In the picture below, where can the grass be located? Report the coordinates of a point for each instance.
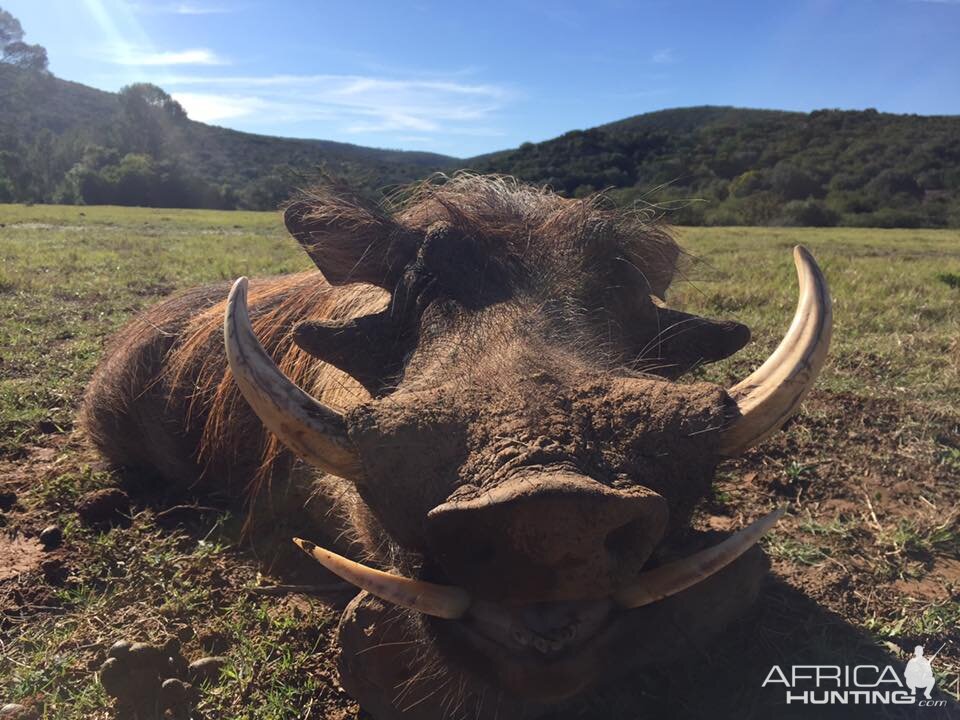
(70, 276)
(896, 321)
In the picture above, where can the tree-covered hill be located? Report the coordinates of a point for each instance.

◆ ◆ ◆ ◆ ◆

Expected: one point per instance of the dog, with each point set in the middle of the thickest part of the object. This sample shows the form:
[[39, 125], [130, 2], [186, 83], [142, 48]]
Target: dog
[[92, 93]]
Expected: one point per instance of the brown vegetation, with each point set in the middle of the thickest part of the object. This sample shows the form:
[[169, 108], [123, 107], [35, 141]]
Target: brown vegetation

◆ ◆ ◆ ◆ ◆

TASK GOAL: Within the listing above, extract exactly the lines that run from the one containing "In the picture below, where" through the one containing "In the picture above, where", excluding any pictures.

ANSWER SPACE:
In the picture below, where can the grass be located? Report the coordinates of a point for each instance.
(70, 276)
(896, 321)
In the picture above, where can the tree-covered hill be located? Report the coordinates of a point for each instance.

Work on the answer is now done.